Work instructions:
Find and copy each line of the records where the string "below" shows up.
[[ Provided entries open ]]
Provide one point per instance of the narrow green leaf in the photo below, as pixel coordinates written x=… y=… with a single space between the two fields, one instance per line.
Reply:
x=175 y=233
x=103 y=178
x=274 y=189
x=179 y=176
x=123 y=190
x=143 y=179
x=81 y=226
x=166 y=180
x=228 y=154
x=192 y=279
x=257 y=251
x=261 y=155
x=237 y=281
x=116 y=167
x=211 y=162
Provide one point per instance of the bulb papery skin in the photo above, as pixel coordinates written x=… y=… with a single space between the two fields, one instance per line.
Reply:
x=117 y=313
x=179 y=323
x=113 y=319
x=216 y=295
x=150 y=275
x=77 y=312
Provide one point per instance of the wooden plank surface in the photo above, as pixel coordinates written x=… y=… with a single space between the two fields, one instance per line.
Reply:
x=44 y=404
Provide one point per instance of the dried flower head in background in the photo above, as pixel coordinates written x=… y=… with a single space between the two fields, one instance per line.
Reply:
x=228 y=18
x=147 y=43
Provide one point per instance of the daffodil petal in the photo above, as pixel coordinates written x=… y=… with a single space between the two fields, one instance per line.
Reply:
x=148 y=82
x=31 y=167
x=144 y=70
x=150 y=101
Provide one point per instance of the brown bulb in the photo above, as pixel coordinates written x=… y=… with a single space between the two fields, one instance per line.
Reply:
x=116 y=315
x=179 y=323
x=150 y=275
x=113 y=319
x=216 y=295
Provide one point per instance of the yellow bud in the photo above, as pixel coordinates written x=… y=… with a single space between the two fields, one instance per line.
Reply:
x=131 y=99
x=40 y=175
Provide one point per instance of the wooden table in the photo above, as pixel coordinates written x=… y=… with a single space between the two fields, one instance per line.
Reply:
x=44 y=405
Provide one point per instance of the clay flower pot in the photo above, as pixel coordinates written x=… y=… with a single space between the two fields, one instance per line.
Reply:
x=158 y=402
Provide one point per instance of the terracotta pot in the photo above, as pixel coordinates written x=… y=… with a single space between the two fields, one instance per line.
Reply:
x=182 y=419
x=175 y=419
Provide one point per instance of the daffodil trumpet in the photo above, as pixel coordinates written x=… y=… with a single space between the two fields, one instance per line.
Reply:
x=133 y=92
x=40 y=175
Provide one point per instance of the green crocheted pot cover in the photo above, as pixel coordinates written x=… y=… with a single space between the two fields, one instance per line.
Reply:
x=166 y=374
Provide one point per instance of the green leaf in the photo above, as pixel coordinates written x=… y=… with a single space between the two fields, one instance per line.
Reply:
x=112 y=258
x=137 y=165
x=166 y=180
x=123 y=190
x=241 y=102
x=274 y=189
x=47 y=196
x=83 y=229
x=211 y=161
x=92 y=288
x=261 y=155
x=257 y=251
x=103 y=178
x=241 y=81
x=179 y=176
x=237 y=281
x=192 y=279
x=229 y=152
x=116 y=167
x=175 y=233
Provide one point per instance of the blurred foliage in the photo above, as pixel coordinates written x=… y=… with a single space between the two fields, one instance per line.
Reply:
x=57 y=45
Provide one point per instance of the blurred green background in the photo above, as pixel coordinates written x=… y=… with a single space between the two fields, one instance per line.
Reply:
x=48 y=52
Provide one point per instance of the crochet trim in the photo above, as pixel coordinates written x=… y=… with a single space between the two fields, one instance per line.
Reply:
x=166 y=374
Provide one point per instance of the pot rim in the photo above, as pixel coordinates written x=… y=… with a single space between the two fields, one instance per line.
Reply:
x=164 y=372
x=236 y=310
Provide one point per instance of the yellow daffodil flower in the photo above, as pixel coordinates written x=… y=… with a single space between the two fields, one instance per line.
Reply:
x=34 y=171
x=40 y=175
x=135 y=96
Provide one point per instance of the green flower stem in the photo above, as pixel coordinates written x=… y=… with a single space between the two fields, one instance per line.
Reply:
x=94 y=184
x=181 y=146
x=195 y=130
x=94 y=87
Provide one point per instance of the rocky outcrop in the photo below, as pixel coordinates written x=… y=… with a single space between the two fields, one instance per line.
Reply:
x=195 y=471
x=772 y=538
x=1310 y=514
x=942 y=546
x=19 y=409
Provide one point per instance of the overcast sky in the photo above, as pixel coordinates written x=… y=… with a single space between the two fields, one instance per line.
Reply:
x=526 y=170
[[ Provided entries closed ]]
Answer to this exercise:
Provide one point per instance of the narrow green leaf in the photo below, as pixel coordinates written x=… y=… with a single space between the two fields, one instance per line.
Provide one point per instance of the rocky outcrop in the photo below, as pixel coordinates written x=… y=… with a single space between the two fields, one instance per line.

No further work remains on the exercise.